(Records from a dataset)
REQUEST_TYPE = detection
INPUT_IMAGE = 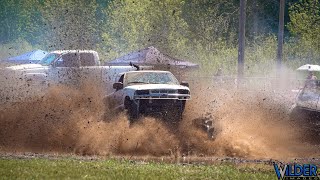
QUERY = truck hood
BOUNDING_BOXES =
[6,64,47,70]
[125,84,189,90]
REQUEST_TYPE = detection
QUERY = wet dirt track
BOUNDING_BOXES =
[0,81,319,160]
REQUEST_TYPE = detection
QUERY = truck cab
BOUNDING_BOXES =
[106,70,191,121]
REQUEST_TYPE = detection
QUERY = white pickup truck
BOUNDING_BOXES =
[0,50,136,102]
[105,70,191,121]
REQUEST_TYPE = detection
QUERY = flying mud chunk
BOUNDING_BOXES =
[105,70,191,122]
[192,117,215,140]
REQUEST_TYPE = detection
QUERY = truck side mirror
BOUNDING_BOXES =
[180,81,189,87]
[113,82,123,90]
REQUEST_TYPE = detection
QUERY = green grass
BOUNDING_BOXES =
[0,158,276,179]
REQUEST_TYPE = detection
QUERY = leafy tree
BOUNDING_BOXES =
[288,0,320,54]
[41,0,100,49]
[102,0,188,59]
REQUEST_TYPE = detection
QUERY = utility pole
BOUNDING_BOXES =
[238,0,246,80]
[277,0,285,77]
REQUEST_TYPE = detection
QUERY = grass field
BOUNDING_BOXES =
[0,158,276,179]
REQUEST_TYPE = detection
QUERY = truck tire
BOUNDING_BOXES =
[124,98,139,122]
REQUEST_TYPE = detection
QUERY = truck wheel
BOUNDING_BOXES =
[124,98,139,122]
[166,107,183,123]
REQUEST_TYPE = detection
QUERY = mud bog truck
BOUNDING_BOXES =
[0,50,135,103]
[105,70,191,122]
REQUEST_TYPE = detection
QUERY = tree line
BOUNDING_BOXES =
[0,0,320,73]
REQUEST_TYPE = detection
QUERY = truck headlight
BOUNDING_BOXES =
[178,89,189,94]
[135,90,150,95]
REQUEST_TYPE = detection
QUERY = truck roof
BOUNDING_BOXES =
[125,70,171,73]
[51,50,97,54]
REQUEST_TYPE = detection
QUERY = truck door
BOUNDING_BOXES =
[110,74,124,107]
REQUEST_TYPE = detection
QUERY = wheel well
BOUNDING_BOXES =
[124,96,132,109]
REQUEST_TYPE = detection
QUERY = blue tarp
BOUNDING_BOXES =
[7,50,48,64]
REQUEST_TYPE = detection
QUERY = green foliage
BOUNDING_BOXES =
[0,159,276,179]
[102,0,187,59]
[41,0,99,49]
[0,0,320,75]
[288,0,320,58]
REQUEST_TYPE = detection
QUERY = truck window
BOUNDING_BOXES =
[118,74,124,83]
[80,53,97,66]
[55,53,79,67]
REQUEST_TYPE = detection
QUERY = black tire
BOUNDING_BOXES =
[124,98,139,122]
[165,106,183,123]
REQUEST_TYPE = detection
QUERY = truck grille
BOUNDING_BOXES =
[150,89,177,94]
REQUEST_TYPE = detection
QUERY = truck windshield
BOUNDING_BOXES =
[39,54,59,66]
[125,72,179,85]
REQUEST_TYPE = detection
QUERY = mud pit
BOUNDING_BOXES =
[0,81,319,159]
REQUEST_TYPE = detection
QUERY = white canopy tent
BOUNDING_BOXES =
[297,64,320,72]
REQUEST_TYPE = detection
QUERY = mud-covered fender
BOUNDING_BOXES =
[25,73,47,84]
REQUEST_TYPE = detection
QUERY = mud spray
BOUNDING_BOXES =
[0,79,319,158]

==

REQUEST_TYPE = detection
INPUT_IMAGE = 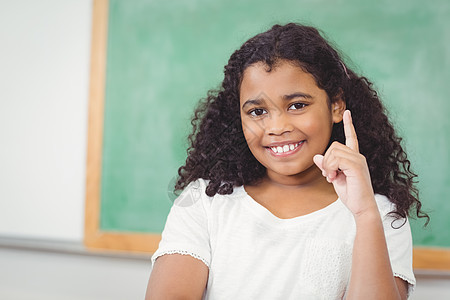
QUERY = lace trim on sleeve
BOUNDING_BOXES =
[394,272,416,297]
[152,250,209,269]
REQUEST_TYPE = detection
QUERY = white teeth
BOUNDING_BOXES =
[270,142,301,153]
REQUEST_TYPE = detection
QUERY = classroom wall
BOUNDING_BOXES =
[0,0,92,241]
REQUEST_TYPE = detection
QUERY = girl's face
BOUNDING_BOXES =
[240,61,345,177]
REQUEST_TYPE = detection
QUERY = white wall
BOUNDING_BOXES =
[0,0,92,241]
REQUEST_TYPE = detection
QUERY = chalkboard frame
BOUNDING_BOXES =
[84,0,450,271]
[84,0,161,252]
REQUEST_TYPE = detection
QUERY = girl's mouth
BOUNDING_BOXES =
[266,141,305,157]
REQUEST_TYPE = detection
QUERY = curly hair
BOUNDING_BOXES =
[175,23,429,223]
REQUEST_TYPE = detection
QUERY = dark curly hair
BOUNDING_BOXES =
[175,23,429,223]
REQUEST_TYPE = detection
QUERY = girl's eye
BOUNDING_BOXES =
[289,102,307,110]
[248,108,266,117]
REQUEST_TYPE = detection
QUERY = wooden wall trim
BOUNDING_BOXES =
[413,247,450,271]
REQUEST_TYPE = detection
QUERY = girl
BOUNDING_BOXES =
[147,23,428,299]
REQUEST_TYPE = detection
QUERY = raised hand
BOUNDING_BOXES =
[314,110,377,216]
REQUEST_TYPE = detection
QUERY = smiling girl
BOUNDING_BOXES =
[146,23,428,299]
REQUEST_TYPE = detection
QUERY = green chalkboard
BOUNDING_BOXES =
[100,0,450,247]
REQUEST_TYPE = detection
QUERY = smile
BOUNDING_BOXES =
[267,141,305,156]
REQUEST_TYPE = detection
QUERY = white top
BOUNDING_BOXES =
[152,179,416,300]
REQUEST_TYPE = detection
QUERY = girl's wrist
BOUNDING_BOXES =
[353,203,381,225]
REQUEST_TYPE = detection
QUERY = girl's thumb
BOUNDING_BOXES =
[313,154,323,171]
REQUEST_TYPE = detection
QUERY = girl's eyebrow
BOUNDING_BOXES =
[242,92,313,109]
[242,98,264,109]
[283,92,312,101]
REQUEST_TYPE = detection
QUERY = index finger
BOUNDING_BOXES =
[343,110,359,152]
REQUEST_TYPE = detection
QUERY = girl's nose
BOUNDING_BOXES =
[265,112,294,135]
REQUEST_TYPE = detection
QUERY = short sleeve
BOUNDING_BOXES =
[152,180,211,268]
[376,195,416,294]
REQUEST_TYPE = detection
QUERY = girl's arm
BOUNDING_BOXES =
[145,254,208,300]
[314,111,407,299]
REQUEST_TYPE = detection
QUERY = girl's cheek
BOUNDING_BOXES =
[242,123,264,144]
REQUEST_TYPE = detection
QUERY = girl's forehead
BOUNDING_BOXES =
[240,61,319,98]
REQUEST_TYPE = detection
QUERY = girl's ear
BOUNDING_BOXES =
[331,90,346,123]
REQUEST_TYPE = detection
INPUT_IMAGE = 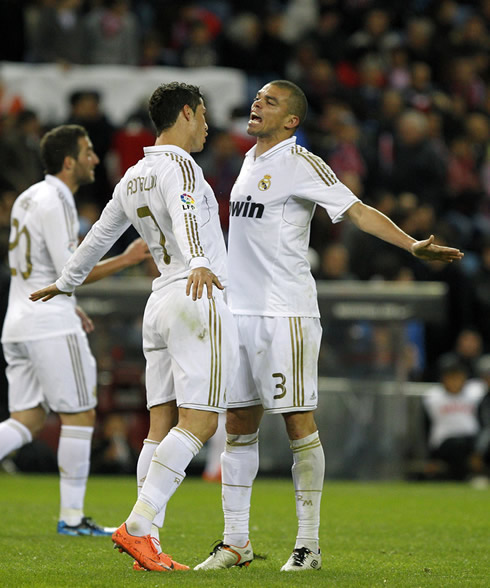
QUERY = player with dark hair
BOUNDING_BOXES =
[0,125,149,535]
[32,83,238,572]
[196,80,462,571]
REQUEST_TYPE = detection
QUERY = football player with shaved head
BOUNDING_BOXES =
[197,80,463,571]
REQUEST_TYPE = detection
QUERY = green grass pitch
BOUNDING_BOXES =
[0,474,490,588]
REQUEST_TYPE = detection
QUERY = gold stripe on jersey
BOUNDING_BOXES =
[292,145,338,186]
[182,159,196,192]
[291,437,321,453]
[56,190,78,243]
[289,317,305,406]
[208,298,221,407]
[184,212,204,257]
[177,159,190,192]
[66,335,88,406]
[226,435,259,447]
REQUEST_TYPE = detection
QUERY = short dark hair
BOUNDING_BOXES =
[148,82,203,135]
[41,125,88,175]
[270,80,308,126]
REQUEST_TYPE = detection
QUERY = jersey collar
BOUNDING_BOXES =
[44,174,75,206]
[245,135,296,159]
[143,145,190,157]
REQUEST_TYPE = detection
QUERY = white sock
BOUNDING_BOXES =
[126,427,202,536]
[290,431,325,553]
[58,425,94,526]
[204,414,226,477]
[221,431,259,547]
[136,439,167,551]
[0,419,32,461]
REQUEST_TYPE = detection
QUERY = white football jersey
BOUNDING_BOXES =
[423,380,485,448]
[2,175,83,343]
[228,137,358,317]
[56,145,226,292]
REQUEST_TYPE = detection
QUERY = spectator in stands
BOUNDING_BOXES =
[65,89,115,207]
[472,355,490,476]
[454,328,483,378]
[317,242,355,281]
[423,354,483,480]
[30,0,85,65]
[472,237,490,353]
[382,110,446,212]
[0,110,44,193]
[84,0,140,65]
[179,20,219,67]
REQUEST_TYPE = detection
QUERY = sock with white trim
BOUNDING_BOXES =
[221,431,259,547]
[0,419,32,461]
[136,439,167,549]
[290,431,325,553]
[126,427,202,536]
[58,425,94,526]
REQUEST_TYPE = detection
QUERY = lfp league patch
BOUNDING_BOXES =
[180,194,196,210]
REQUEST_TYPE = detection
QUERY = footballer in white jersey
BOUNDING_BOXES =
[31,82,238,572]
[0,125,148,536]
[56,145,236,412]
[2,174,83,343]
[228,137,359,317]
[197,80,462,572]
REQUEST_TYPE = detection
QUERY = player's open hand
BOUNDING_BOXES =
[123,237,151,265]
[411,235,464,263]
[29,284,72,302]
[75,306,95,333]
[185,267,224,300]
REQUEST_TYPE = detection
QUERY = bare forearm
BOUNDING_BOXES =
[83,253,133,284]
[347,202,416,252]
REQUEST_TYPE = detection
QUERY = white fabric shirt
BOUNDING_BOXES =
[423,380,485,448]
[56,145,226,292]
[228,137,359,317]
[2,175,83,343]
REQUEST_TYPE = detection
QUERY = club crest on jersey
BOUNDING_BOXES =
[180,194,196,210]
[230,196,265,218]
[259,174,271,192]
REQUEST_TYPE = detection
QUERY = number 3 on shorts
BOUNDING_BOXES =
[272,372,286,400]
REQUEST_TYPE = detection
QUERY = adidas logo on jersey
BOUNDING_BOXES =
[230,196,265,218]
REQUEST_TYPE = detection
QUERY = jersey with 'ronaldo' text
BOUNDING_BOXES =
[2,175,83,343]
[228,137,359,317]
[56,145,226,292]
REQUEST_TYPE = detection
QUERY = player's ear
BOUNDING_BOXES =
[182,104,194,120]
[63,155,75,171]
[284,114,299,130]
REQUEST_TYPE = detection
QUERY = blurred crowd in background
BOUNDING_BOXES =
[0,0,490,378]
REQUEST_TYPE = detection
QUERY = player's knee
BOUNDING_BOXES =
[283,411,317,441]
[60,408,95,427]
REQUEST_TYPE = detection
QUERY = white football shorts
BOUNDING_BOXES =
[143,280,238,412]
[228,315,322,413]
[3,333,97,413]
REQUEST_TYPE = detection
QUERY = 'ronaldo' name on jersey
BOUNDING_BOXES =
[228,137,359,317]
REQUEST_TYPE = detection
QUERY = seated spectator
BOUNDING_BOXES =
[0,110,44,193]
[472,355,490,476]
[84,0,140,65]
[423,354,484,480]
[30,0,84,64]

--

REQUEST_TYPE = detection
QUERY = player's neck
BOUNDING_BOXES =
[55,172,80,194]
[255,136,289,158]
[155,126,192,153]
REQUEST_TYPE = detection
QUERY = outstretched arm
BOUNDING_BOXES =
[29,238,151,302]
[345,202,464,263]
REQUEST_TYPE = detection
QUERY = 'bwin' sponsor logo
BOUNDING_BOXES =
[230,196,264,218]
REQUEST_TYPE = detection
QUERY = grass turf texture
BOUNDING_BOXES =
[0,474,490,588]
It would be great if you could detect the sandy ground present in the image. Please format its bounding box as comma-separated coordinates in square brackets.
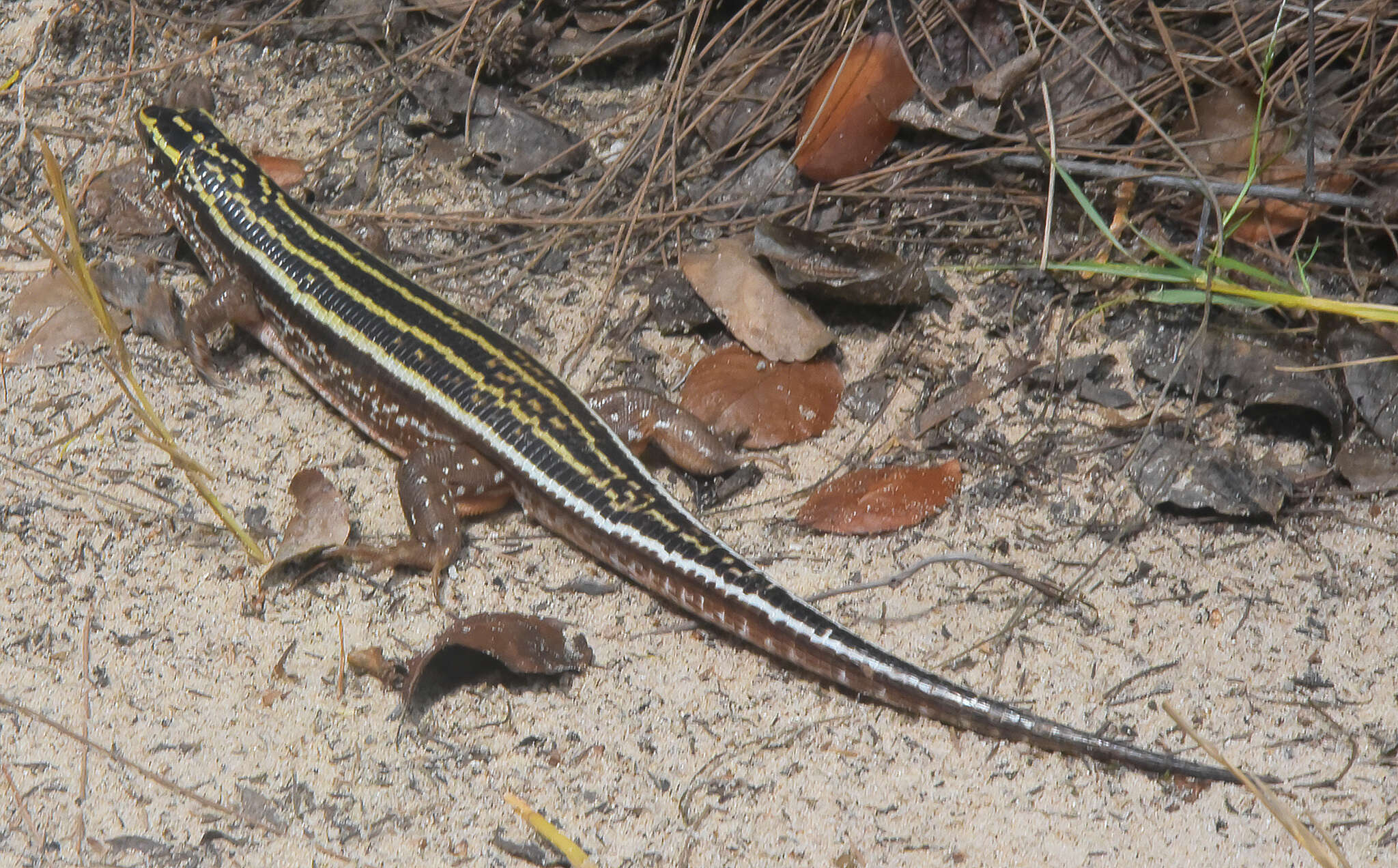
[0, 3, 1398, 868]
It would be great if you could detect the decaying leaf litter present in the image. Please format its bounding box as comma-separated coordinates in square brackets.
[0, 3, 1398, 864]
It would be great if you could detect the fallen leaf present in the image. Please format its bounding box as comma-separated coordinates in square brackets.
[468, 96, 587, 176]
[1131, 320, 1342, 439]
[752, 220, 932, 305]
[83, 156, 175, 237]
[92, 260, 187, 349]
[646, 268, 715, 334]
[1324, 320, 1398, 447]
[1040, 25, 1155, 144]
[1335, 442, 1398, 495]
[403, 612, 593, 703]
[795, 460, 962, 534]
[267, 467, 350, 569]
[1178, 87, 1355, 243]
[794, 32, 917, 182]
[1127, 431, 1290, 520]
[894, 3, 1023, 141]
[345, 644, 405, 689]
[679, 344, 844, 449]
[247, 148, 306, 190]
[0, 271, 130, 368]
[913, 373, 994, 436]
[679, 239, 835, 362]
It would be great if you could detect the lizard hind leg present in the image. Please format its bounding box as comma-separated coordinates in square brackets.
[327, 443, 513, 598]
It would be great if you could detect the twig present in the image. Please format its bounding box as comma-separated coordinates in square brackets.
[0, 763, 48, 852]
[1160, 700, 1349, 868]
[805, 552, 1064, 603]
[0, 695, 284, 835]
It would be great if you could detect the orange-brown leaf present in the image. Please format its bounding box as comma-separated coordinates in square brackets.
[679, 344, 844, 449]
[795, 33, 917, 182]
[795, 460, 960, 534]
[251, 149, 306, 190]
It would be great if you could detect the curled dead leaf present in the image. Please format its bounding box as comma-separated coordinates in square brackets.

Exercise prompt
Return each line from the rows above that contains the word "grass".

Complete answer
QUERY = green grass
QUERY = grass field
QUERY = green grass pitch
QUERY = grass turf texture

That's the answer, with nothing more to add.